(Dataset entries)
┄┄┄┄┄┄┄┄┄┄
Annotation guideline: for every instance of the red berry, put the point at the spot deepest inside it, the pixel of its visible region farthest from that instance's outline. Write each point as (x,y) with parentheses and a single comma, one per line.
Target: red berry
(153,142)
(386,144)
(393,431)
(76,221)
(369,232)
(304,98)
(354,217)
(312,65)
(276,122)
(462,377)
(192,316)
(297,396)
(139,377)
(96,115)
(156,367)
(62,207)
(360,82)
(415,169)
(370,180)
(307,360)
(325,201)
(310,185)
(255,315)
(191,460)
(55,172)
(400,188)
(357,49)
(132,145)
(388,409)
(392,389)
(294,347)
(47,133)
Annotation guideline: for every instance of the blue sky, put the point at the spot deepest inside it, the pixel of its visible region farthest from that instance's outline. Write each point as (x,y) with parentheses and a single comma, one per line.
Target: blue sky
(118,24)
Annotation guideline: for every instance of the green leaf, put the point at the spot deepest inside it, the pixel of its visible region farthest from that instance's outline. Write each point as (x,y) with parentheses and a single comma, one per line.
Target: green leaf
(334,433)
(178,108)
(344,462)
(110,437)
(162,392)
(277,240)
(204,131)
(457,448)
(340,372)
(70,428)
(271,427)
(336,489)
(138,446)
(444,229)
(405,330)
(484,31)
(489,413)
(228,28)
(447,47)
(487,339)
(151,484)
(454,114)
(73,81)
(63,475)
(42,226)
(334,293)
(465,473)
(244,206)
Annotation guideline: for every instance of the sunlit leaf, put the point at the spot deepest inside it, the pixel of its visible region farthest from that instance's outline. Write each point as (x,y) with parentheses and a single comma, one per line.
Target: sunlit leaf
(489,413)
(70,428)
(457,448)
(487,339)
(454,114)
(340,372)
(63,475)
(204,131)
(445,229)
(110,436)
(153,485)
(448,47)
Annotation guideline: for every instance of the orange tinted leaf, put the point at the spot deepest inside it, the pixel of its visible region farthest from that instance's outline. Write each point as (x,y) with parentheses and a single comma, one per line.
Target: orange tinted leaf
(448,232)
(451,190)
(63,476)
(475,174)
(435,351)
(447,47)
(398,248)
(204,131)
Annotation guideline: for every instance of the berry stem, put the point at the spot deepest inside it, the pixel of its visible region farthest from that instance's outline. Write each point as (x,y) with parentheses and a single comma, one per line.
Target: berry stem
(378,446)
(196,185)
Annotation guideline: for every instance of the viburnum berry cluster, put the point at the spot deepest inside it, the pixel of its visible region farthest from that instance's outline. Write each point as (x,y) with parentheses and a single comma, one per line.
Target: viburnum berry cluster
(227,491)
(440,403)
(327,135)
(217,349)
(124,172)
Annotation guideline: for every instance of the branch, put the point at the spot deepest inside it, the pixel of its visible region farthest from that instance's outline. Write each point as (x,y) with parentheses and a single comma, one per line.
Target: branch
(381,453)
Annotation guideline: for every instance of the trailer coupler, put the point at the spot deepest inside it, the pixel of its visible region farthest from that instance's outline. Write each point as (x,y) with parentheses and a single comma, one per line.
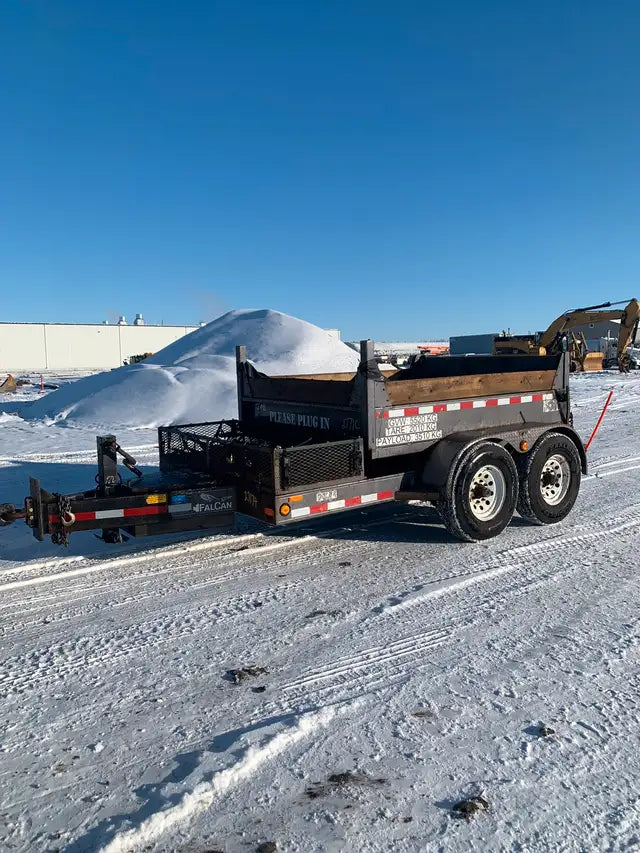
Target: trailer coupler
(9,514)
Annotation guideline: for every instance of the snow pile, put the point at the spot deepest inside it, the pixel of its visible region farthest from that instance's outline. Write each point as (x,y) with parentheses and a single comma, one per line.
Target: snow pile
(194,378)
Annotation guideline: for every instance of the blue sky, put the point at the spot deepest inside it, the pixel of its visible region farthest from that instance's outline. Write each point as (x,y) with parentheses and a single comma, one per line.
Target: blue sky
┄┄┄┄┄┄┄┄┄┄
• EXERCISE AIM: A faithful, word-for-word copy of the data is needed; the pictures should not appear in it.

• TASK RESULT:
Annotation guideline: for every instance of the red berry, put the point at the spot deepest inside it, the pixel of its visible region farthest from that instance's outline. Write each point as (x,y) with parentheses and a single comma, one per line.
Target: red berry
(153,142)
(386,144)
(393,431)
(76,221)
(369,232)
(304,98)
(354,217)
(312,65)
(276,122)
(462,377)
(192,316)
(297,396)
(139,377)
(96,115)
(156,367)
(62,207)
(360,82)
(415,169)
(370,180)
(307,360)
(325,201)
(310,185)
(255,315)
(191,460)
(55,172)
(400,188)
(357,49)
(132,145)
(388,409)
(392,389)
(294,347)
(47,133)
Annotation guideline: for every instance of the blue sky, put the point at the spot deepest inside it, the pixel of its visible region farthest from that instance's outline. Write each point as (x,y) with parentheses and a single comma, one per line.
Target: blue sky
(118,24)
Annotation guideline: for every instance of the green leaf, put the point at the spot deepest inside it, the pixel of its visible region farthest from that instance's outline. Write each point as (x,y) with parentheses and a single comma, one per line.
Target: green leaf
(334,433)
(178,108)
(344,462)
(110,437)
(162,392)
(277,240)
(204,131)
(457,448)
(340,372)
(70,428)
(271,427)
(336,489)
(138,446)
(444,229)
(405,330)
(484,31)
(489,413)
(228,28)
(447,47)
(487,339)
(151,484)
(454,114)
(73,81)
(63,475)
(42,226)
(334,293)
(465,473)
(244,206)
Annotation guideline: for every instance of the sunlit leaf, put the point at the spot deepest inside it, the pixel of its visible region farthest from that instance's outline. Write each point as (x,y) with parentheses and a single comma, one per line.
Target: sunlit leaf
(489,413)
(70,428)
(457,448)
(487,339)
(454,114)
(340,372)
(63,475)
(204,131)
(445,229)
(110,436)
(153,485)
(448,47)
Annotation guideline: for every instance of the orange tinted leaf, put the point at the spot deepest inside it, the pixel of its visible region farthest from that instance's outline. Write each point as (x,y) with parentheses and a single comma, one per line.
Target: orange tinted leaf
(448,232)
(451,190)
(63,476)
(475,174)
(435,351)
(447,47)
(398,248)
(204,131)
Annotation guideline: for every instance of the berry stem, put the point at the spot deepest inside it, the pixel of its visible region farthest from that instance's outline. Write each point as (x,y) with parentheses and a single comma, one per line.
Target: berry stem
(378,446)
(196,185)
Annotation guideline: for every instance of the viburnum berry cluster, put the point at the spot deepest inside it, the pixel of its visible region farthest from that instance's outline. Write each point as (x,y) with parentheses and a single comma, one per line.
Target: viburnum berry cluster
(227,491)
(440,403)
(327,135)
(217,349)
(124,172)
Annotation guideline: for every instance of the branch, put the point at the spot deepest inside it, the pixel of its visible region farthest from that instance's outline. Write each point as (x,y) with parentheses and a single comma, one per line.
Target: branch
(381,453)
Annotation guideline: for every instance of the trailer coupler, put the point at the spot deepest inside it, the pixel of its visible region farthest from that instance's outline. Write each point as (x,y) with parentheses and a single comma, one per line.
Target: trailer coupler
(9,514)
Annotation guideline: for every instance of the snow pile, put the point at the spot deepest inside it, the pixel of its visible region farthest from that instance's outline. Write each point as (x,y) with parentheses and a single comma, one per line.
Target: snow pile
(194,378)
Annotation guideline: for every instance of the blue sky, put the point at the spot deepest inside it, the pixel of its visible region farthest from that instance's outline. Write each point as (x,y) with parentheses and a single comma, one per line.
Target: blue sky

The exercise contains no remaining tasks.